### Written request:
Can you copy out, word for word, the passage of the Advent sermon below that opens with the words containing "St. Paul’s Church" and closes with "intimate way imaginable."?

### Text excerpt:
##########

Sunday, December 22, 2013

A Good Man

St. Paul’s Church in Bergen, Jersey City NJ
December 22, 2013

Year A: The Fourth Sunday of Advent
Isaiah 7:10-16
Romans 1:1-7
Psalm 80:1-7, 16-18
Matthew 1:18-25

A Good Man
            This happens every year, but I can’t believe we’ve already reached the Fourth Sunday of Advent.
            It seems like just the other day I was standing up here talking about our beautiful blue Advent hangings, pointing out the symbolism of the Alpha and the Omega.
            And it seems like just the other day that we started talking about the main characters of Advent: there’s the charismatic and demanding prophet, John the Baptist. And there’s Mary, the young girl, probably just 12 years old, who at great personal risk and sacrifice says, “yes” to God. Mary says “yes” and carries God into the world in the most intimate way imaginable.
            But there is another important Advent character, someone who I recently saw referred to as the “Forgotten Man of Advent.”
            And that forgotten man is Joseph, the character who takes center stage in today’s lesson from the Gospel of Matthew.
            The gospel describes Joseph as “a righteous man.”
            And based on Joseph’s actions, it’s clear that Joseph is a good man.
            Thinking about Joseph the good man I was reminded of the title of a short story by the writer Flannery O’Connor:
            “A Good Man is Hard to Find.”
            Not to get too down on my gender, but over the years I’ve heard enough women express exactly those sentiments.
            “A good man is hard to find.”
            Recently I was talking to a woman who has several teenage daughters. She was telling me that she didn’t mind so much when teenage boys looked at her daughters with, let’s say, um, interest. But, she said, it drives her absolutely crazy when adult men leer at her girls – something that she said happens all too often.

##########

### Supplied data:
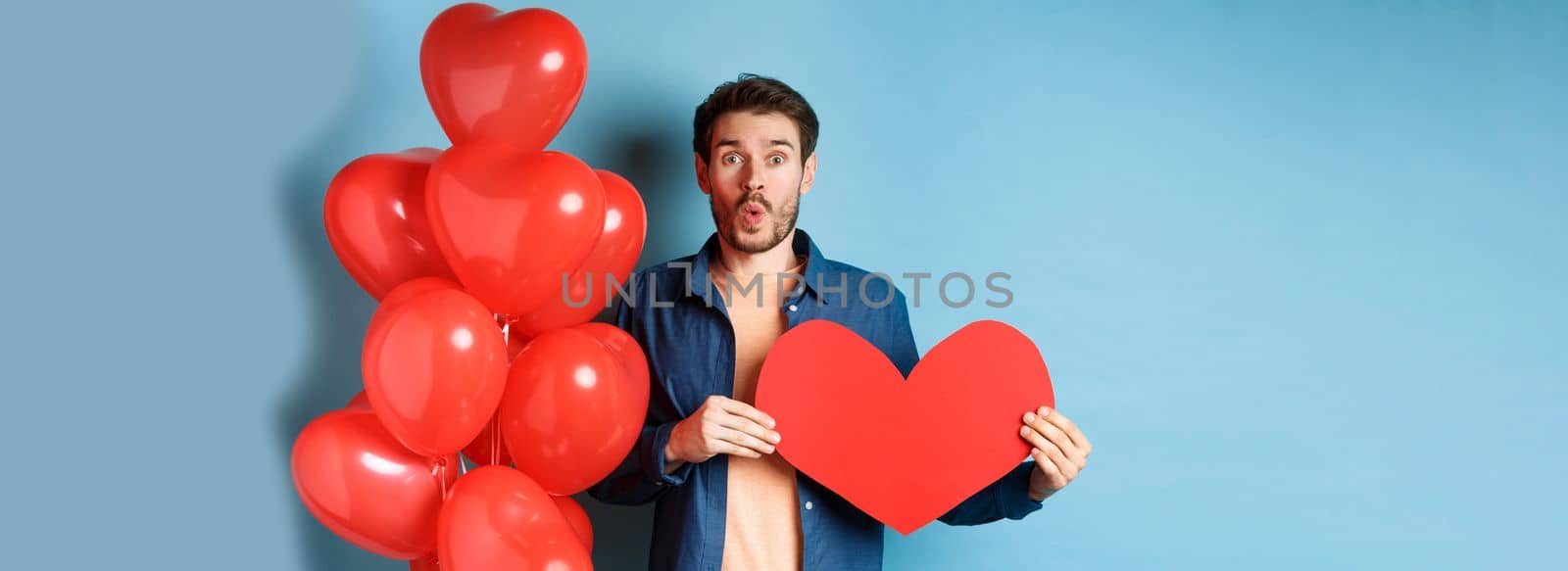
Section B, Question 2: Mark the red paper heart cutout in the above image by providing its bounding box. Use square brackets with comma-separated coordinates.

##########

### Solution to this task:
St. Paul’s Church in Bergen, Jersey City NJ
December 22, 2013

Year A: The Fourth Sunday of Advent
Isaiah 7:10-16
Romans 1:1-7
Psalm 80:1-7, 16-18
Matthew 1:18-25

A Good Man
            This happens every year, but I can’t believe we’ve already reached the Fourth Sunday of Advent.
            It seems like just the other day I was standing up here talking about our beautiful blue Advent hangings, pointing out the symbolism of the Alpha and the Omega.
            And it seems like just the other day that we started talking about the main characters of Advent: there’s the charismatic and demanding prophet, John the Baptist. And there’s Mary, the young girl, probably just 12 years old, who at great personal risk and sacrifice says, “yes” to God. Mary says “yes” and carries God into the world in the most intimate way imaginable.